- EXERCISE DETAILS
Write what comes next in the email on collecting Wikipedia revision histories, starting right after its last sentence.

# Start of PAGE EXCERPT

Dear Sean,
2017-08-29 17:39 GMT+02:00 SEAN CHRISTOPHER BUCHANAN Sean.Buchanan2@umanitoba.ca:
We are looking to collect data on the difference between revisions over the lifetime of a three Wikipedia pages (see attached screenshot)
We haven’t found a way to do that through the channels on the web page and were wondering if you have any ideas on how such data could be collected?
If you are interested in past revisions, the simplest way I can think of is through Special:Export:
1. go to https://en.wikipedia.org/wiki/Special:Export; 2. write Capitalism, Socialism and Communism in the textarea, each on its own line (or repeat the whole process thrice with only one line each time); 3. uncheck the “Include only the current revision, not the full history” to get the full history; 4. click “Export” and download the file.
You will get a large XML file containing every single revision of each article.

# End of PAGE EXCERPT
# Start of MATERIAL

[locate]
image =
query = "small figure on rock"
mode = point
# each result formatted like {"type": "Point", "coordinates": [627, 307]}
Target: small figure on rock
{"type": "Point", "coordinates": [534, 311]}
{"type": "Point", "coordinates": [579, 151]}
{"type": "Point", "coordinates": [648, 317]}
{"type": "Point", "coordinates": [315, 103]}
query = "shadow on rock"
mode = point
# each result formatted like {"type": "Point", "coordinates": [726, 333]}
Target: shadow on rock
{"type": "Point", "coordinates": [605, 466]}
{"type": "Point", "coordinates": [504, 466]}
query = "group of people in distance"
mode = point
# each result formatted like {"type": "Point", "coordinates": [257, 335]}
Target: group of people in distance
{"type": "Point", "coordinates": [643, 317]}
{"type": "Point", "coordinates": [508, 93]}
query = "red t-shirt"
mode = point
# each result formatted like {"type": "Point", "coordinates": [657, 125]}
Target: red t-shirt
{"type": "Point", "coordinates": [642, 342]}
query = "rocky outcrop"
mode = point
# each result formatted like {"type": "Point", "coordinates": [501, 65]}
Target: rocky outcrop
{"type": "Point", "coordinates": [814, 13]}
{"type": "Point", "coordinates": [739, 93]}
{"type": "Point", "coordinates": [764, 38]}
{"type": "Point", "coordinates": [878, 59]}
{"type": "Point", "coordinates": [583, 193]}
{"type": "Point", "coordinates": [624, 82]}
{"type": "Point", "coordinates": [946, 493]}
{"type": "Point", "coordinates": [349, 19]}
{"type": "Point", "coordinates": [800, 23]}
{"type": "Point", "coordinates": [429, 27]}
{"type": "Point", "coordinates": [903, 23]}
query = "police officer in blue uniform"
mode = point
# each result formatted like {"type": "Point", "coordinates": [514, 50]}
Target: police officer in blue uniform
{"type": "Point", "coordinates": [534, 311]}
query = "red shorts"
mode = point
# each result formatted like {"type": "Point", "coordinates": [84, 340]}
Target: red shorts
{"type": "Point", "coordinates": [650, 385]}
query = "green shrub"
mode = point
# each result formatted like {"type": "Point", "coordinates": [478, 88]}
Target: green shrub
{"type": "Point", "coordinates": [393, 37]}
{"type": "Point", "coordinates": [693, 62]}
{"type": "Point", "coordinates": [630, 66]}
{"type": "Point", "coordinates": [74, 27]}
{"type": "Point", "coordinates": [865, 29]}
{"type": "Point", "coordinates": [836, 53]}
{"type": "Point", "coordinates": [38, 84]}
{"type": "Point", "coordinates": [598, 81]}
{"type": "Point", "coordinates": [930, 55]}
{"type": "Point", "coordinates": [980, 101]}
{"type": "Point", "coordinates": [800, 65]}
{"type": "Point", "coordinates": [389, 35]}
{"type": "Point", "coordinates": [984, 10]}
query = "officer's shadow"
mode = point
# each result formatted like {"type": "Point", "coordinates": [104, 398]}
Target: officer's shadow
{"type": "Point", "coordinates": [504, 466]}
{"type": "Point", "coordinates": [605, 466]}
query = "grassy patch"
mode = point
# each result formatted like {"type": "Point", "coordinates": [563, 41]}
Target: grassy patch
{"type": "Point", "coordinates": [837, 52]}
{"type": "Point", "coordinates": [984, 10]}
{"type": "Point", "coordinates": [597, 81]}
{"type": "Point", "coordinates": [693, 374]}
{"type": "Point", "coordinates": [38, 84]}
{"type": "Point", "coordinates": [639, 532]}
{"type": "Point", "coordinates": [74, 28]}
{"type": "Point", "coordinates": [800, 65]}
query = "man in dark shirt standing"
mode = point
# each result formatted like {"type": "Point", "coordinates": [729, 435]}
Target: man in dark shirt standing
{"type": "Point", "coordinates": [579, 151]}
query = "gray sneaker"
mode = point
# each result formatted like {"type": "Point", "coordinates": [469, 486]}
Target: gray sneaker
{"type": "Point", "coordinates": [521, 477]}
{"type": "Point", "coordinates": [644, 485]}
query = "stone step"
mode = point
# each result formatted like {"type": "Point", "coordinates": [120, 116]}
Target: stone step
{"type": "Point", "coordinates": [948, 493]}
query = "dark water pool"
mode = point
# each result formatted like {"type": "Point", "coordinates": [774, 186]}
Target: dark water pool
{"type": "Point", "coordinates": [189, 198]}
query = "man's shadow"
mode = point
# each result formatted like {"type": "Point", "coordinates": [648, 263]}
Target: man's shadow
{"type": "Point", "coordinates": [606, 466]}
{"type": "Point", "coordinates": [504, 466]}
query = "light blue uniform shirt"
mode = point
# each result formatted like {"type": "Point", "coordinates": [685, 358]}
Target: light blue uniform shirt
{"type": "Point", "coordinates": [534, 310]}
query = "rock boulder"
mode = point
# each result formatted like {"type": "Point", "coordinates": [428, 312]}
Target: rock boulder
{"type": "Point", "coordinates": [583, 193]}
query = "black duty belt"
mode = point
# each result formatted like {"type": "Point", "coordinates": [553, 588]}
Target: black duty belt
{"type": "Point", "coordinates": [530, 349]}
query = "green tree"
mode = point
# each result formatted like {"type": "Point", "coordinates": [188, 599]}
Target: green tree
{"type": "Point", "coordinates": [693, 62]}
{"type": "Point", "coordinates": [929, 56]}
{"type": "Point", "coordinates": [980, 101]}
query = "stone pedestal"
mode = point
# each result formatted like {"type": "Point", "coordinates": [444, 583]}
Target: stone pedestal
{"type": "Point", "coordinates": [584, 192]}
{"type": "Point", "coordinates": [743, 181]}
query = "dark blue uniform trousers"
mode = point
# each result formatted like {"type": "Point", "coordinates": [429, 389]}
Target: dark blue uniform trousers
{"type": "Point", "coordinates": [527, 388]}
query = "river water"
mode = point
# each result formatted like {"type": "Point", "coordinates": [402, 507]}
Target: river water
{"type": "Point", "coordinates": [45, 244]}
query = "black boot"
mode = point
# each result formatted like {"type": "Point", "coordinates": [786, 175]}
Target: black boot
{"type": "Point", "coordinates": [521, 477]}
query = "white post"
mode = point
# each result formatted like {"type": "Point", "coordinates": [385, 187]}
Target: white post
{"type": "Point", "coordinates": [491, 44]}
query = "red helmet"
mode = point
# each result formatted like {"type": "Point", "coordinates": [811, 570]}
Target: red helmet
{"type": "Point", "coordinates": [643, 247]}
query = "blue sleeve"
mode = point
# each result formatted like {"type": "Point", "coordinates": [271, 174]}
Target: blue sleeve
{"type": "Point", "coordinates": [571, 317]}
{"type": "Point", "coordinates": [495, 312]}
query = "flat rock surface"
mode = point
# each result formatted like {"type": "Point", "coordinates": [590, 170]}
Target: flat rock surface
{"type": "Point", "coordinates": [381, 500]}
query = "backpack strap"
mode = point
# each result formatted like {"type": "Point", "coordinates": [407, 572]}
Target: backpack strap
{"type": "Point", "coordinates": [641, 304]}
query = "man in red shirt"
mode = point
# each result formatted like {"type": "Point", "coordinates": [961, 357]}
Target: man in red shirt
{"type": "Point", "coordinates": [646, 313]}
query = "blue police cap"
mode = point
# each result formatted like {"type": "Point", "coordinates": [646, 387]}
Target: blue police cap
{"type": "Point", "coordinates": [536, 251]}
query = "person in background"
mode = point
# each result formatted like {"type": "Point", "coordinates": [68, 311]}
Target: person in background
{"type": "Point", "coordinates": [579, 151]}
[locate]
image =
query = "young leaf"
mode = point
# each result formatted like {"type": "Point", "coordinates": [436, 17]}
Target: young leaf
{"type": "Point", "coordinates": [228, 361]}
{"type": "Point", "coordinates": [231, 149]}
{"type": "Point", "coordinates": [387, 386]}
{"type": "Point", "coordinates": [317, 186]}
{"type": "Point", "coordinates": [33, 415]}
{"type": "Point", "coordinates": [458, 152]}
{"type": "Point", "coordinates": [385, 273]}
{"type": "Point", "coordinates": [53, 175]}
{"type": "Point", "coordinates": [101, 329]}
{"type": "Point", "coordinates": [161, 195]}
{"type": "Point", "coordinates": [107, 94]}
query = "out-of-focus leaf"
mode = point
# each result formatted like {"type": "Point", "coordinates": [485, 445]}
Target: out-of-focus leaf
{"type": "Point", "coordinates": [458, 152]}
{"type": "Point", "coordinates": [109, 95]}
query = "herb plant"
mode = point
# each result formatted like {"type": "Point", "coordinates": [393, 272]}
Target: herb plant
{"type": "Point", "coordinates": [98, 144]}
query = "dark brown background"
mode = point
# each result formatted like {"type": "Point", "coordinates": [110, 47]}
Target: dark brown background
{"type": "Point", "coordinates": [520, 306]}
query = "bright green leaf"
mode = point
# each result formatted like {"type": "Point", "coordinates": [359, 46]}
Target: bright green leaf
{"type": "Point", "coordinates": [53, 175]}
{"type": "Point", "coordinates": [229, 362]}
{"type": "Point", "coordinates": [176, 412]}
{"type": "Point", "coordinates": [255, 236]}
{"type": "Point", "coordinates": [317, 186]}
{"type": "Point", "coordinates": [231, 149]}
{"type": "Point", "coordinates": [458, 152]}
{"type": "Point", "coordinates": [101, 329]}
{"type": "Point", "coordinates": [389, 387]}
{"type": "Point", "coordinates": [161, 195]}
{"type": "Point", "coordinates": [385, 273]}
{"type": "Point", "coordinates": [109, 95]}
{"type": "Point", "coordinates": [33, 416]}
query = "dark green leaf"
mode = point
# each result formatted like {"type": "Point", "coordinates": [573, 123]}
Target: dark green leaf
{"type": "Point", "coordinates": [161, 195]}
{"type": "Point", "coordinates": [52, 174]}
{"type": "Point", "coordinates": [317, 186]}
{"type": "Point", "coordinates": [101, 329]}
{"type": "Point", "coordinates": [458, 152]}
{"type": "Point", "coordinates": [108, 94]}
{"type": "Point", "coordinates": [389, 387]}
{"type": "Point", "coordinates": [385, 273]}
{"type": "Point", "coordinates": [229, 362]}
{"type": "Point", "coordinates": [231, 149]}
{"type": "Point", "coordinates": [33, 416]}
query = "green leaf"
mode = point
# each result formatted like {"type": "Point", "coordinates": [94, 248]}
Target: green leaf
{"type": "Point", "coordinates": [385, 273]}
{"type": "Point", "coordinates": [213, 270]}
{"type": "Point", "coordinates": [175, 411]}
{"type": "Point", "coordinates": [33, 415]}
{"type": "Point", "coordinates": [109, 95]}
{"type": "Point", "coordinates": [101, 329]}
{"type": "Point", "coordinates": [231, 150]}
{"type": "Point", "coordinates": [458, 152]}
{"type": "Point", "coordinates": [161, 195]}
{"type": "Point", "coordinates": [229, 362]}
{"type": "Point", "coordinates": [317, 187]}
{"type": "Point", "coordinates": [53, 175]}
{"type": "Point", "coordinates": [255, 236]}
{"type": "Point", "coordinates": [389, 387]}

# End of MATERIAL

- RESPONSE TO THIS EXERCISE
In addition, if you are interested in getting new revisions as they are made (ie. in real time), you might want to have a look at EventStreams¹, but is is somehow less user friendly (unless the user is well versed in programming, that is).
Best regards,
PS : what could be incredibly useful to dive into articles histories would be to import them in git², as it would allow the user to see diffs between revisions the way you see them online, to look for when a given sentence has been added / removed, etc. There are some very user-friendly tools to present the histories to non-technical users once the import has been made.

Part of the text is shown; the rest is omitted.